Saved items
○ ○ ○ ○
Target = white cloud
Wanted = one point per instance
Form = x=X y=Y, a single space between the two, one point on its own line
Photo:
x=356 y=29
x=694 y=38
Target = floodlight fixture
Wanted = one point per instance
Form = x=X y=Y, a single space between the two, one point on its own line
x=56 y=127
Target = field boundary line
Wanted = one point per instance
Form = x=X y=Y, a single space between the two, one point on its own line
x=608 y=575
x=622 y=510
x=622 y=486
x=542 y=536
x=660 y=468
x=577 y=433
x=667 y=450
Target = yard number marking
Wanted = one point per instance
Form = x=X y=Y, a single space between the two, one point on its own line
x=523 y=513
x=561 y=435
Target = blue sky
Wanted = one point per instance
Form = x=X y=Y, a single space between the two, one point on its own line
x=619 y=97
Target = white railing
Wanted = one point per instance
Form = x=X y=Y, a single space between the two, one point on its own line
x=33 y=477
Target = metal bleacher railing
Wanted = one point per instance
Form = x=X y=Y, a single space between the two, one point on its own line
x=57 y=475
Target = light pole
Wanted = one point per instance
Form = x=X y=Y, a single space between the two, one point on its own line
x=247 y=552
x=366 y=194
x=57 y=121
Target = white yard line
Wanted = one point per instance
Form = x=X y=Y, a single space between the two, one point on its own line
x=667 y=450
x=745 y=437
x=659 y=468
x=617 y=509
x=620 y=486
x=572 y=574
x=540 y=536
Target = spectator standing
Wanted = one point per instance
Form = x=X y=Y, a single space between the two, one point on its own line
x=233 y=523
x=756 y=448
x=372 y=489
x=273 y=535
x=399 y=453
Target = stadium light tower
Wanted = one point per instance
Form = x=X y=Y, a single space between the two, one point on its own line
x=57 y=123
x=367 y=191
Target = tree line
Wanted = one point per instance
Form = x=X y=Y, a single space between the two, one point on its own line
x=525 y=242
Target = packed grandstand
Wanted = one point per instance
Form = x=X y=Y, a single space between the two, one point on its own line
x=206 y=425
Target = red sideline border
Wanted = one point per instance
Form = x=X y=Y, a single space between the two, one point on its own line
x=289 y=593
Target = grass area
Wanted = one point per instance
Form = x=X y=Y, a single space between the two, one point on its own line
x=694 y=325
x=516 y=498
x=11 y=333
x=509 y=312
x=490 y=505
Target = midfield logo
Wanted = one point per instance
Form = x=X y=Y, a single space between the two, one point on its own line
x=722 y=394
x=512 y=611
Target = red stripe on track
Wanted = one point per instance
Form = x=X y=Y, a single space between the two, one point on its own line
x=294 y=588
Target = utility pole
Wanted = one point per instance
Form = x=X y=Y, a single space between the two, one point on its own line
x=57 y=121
○ ○ ○ ○
Copy out the part that opens with the line containing "Target = yard number marking" and closes with the line containing "x=561 y=435", both lines included, keeping the request lines. Shift every x and y coordinate of the points in that part up by 5.

Target = yard number marking
Wanted = one point per instance
Form = x=X y=Y, a single space between the two, one point on its own line
x=528 y=518
x=566 y=440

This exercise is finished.